Goal of the exercise => Word for word, restate every entry shown below.

Dataset content =>
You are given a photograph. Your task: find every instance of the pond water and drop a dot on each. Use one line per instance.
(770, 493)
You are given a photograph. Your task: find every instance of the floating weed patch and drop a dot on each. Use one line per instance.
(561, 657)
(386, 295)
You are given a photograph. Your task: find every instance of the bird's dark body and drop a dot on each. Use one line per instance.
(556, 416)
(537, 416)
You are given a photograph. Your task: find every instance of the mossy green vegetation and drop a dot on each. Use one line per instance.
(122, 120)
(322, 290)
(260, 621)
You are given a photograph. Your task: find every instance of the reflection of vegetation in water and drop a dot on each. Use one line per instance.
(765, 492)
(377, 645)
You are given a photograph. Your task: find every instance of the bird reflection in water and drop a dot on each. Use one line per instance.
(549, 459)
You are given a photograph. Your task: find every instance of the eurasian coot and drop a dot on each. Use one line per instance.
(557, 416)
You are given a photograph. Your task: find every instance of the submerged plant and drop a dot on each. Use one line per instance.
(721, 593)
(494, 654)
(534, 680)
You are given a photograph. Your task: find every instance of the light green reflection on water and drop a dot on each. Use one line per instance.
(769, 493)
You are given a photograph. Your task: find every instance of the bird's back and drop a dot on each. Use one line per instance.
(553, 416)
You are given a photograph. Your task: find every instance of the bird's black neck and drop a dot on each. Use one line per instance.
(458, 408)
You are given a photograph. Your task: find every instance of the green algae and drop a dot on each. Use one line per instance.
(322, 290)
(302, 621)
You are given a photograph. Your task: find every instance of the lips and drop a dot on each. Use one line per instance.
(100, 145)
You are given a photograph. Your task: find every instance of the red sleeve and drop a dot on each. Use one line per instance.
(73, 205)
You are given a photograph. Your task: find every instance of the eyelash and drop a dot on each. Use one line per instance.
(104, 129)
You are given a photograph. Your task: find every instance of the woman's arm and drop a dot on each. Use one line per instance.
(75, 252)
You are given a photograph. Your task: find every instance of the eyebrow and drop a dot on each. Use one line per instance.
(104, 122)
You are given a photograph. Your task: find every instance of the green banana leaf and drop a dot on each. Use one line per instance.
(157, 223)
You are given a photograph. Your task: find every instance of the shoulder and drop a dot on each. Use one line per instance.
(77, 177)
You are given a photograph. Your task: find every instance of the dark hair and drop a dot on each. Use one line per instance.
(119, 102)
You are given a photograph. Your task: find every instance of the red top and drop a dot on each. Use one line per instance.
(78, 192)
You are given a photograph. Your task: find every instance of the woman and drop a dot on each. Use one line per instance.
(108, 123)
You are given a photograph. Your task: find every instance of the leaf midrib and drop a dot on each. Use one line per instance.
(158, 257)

Reply =>
You are given a photograph. Your task: find every instance of the pond water and drop a dot on each. Use one line per instance.
(770, 493)
You are given a photograph. Your task: find every instance of the floating weed patch and drop a dot on each. Use one line per instance.
(561, 657)
(386, 295)
You are given a photograph. Your task: find every instance of the bird's dark body and drop a dot on each. Use one line per instance.
(556, 416)
(537, 416)
You are given a photograph. Your task: find every instance of the mossy green vegetation and drop a dot on each. Use one line per instance.
(122, 120)
(322, 290)
(260, 621)
You are given a photograph. Your task: find every instance of the reflection of vegetation in water and drop a dot on each. Use one line per instance.
(765, 492)
(377, 645)
You are given a photograph. Your task: find every instance of the bird reflection in water and drop a dot on each. Use one line per instance.
(549, 459)
You are given a photograph. Your task: find every instance of the eurasian coot and drop a dot on each. Use one line per instance.
(557, 416)
You are given a photograph. Your task: find every instance of the submerged plant and drop a dot on each. Use one line per instance.
(721, 593)
(494, 654)
(534, 680)
You are given a photograph. Your task: find every instance of the light green reflection on water and drop a dot on each. Use one line per instance.
(769, 493)
You are given a photograph. Your task: find every instance of the bird's back and drop a dot on each. Use one line per instance.
(553, 416)
You are given a photograph. Your task: find every instance of the bird's black neck and drop a dot on each. Use one line per instance.
(458, 408)
You are given a photograph. Your task: find every instance of the green algae and drop a dot on each. Use one line per instance.
(322, 290)
(302, 621)
You are given a photograph. Your task: find every instance of the lips and drop a dot on each. Use one line per instance.
(100, 145)
You are given a photograph. Your task: find every instance of the red sleeve and drop a dot on each. Use one line per instance.
(73, 205)
You are given a photograph. Your task: find every instance of the eyelash and drop a dot on each. Use one line per instance.
(104, 129)
You are given a photograph. Your task: find every instance of the woman's arm and drop a dot on each. Use one line per instance.
(75, 252)
You are given a photograph. Your task: find every instance of the eyebrow and drop a dot on each. Use one line per instance.
(104, 122)
You are given a photograph. Your task: find every instance of the green banana leaf and drop a dot on each. Use one line per instance.
(157, 223)
You are given a photograph. Your task: find every instance of the shoulder and drop a dot on each. Use one line per instance.
(77, 177)
You are given a photograph. Your task: find every instance of the dark hair and drop a dot on each. Use one line per instance.
(119, 102)
You are given a photograph. Your task: find every instance of the red top and drop a dot on each. Use one line per instance.
(78, 192)
You are given a photograph. Your task: find every instance of the woman and drop a dot on each. Use one line per instance.
(108, 123)
You are given a photograph. Your task: find every instance of the leaf midrib and drop a dot on each. Use one line per instance.
(158, 257)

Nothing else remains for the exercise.